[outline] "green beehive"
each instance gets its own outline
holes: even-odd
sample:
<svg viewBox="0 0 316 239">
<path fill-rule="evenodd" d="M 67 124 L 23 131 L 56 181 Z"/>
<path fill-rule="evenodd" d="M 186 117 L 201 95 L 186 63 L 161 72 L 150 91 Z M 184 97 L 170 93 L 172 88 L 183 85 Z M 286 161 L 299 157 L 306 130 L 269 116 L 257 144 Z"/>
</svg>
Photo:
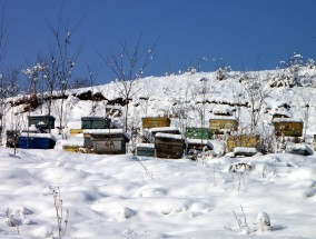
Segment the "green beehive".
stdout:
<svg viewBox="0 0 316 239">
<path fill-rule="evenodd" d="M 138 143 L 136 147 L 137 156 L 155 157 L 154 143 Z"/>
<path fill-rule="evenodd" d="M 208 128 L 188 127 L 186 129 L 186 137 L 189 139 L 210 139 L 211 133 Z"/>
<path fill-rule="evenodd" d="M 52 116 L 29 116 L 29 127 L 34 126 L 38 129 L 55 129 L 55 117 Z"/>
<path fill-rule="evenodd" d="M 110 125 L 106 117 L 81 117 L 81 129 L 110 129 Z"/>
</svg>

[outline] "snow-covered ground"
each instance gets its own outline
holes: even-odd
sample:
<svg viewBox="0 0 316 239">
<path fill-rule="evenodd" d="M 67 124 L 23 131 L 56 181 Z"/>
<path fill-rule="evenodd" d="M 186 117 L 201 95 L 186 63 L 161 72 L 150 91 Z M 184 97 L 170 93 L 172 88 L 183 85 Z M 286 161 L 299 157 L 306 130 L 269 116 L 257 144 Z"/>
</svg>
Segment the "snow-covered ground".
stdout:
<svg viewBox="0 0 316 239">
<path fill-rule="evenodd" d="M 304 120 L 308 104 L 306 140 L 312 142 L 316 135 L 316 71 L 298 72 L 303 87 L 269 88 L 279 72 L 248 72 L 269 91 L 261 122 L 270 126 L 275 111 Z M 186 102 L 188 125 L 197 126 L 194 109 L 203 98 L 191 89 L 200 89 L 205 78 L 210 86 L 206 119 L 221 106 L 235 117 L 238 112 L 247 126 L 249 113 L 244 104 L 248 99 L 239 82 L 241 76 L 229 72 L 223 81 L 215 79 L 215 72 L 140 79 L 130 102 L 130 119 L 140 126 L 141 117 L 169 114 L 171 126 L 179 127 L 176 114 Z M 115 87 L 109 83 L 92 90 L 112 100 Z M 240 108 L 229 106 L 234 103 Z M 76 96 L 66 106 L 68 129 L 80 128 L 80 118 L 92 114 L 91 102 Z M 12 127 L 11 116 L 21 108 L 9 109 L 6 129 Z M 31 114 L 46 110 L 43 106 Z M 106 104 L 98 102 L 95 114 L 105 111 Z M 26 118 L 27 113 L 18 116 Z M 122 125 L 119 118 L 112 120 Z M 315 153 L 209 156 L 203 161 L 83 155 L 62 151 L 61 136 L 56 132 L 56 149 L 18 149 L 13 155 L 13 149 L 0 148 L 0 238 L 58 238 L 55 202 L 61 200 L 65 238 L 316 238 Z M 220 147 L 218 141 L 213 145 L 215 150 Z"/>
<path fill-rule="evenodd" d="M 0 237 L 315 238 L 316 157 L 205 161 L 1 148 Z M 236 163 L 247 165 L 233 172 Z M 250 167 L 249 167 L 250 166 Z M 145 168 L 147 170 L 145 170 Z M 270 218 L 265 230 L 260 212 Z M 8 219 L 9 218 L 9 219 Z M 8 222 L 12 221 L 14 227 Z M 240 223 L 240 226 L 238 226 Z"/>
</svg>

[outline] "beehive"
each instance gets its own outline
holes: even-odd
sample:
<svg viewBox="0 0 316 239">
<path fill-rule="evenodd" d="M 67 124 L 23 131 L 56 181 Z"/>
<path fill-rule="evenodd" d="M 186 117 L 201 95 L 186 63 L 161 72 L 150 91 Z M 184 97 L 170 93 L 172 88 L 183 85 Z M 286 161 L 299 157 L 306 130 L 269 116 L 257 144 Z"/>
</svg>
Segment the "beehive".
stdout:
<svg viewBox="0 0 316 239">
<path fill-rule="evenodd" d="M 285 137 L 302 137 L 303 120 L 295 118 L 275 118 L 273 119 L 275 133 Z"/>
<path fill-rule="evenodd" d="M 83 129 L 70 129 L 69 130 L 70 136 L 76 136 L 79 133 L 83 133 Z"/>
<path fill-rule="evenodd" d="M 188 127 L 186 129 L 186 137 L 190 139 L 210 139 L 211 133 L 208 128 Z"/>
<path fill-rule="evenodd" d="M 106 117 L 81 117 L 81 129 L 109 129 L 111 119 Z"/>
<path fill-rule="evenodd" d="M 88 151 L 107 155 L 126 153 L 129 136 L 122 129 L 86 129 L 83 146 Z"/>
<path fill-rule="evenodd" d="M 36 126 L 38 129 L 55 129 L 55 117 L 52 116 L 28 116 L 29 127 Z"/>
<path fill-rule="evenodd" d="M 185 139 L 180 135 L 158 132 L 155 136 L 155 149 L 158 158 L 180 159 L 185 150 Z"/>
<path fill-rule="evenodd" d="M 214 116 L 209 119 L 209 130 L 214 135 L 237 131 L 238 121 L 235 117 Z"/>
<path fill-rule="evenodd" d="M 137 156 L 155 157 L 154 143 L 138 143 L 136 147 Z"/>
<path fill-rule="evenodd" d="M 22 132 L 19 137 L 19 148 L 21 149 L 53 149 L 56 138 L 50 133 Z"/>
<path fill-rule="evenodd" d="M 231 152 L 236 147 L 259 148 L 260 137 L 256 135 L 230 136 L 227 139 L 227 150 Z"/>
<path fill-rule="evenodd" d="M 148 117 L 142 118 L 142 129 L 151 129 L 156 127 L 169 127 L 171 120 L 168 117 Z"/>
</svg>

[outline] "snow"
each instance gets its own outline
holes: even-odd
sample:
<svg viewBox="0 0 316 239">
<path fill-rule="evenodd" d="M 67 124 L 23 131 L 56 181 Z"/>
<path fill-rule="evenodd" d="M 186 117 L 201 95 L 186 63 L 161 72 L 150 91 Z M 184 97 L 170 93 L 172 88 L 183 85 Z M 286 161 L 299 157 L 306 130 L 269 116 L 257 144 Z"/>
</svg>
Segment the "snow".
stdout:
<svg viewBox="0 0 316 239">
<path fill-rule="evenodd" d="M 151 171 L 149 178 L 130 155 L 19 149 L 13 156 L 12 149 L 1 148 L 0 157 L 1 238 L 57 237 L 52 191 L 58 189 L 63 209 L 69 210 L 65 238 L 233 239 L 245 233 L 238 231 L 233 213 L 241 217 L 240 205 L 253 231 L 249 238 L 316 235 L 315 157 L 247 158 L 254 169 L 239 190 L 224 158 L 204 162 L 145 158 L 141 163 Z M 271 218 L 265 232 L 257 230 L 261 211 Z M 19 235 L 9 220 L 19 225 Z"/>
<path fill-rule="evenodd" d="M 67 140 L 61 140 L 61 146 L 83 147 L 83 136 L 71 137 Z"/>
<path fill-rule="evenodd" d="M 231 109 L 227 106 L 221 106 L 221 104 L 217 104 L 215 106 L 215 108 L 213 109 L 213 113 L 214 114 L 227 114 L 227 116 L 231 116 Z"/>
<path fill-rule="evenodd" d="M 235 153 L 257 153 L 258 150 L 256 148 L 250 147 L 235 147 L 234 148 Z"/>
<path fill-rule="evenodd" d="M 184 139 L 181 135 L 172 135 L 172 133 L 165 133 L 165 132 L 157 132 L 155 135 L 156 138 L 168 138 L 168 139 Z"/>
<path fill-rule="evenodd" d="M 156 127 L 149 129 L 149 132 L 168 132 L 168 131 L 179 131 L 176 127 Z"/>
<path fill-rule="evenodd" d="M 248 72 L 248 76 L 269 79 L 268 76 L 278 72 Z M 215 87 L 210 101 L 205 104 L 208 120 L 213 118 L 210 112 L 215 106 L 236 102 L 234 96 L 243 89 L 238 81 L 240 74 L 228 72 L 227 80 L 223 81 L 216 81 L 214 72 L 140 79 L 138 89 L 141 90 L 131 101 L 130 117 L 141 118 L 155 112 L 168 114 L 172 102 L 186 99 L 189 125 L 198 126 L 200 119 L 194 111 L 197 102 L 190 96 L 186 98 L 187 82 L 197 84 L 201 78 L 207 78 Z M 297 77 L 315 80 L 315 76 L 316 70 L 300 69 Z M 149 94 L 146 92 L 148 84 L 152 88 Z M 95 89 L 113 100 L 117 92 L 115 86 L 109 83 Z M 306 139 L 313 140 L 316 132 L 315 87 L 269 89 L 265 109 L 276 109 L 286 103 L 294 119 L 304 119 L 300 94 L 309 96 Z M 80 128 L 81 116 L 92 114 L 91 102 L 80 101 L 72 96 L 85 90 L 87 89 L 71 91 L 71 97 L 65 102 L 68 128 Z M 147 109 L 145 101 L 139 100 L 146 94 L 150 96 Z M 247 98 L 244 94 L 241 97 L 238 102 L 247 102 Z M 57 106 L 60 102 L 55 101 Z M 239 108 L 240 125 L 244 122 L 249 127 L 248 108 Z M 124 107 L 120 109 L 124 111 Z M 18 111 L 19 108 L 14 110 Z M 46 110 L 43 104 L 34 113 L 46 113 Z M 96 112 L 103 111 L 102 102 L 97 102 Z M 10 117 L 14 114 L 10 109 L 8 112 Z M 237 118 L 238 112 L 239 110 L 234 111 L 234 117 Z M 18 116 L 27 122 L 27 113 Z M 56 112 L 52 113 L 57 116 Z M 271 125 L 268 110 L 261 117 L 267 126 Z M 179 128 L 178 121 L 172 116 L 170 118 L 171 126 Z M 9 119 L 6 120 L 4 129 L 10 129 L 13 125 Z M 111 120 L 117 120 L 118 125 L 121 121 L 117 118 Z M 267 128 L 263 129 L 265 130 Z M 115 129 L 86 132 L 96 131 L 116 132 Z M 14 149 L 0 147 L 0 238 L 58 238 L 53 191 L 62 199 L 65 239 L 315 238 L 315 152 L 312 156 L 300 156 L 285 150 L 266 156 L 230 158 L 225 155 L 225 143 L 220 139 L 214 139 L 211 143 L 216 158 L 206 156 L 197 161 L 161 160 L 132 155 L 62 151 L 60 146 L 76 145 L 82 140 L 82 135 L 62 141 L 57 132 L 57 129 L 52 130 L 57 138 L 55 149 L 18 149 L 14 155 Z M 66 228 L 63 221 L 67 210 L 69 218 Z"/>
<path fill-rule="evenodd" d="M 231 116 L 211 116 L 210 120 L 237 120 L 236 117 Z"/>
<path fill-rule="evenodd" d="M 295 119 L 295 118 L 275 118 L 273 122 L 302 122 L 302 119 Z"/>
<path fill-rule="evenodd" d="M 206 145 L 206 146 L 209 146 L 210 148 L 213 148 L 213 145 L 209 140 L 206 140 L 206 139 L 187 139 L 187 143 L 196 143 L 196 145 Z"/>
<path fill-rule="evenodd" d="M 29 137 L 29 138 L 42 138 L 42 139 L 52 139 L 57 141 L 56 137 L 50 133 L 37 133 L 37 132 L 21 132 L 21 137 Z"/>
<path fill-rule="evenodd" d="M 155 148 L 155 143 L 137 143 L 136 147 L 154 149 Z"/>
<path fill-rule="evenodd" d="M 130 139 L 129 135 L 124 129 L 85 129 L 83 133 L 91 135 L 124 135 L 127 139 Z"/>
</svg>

◇ ◇ ◇

Task directions: Update the records, starting at the beginning and ending at the line that contains "208 128 L 188", by replacing "Segment" with "Trace" and leaving everything else unchanged. Omit the pictures from your answer.

Response to the exercise:
[outline] "green beehive"
each instance gets its own outline
holes: even-odd
sample:
<svg viewBox="0 0 316 239">
<path fill-rule="evenodd" d="M 67 124 L 23 131 L 56 181 Z"/>
<path fill-rule="evenodd" d="M 186 117 L 201 95 L 186 63 L 161 72 L 150 91 Z M 184 97 L 170 93 L 172 88 L 183 85 Z M 286 161 L 299 157 L 306 130 L 269 116 L 257 144 Z"/>
</svg>
Photo:
Trace the "green beehive".
stdout:
<svg viewBox="0 0 316 239">
<path fill-rule="evenodd" d="M 138 143 L 136 147 L 137 156 L 155 157 L 154 143 Z"/>
<path fill-rule="evenodd" d="M 208 128 L 188 127 L 186 129 L 186 137 L 189 139 L 210 139 L 211 133 Z"/>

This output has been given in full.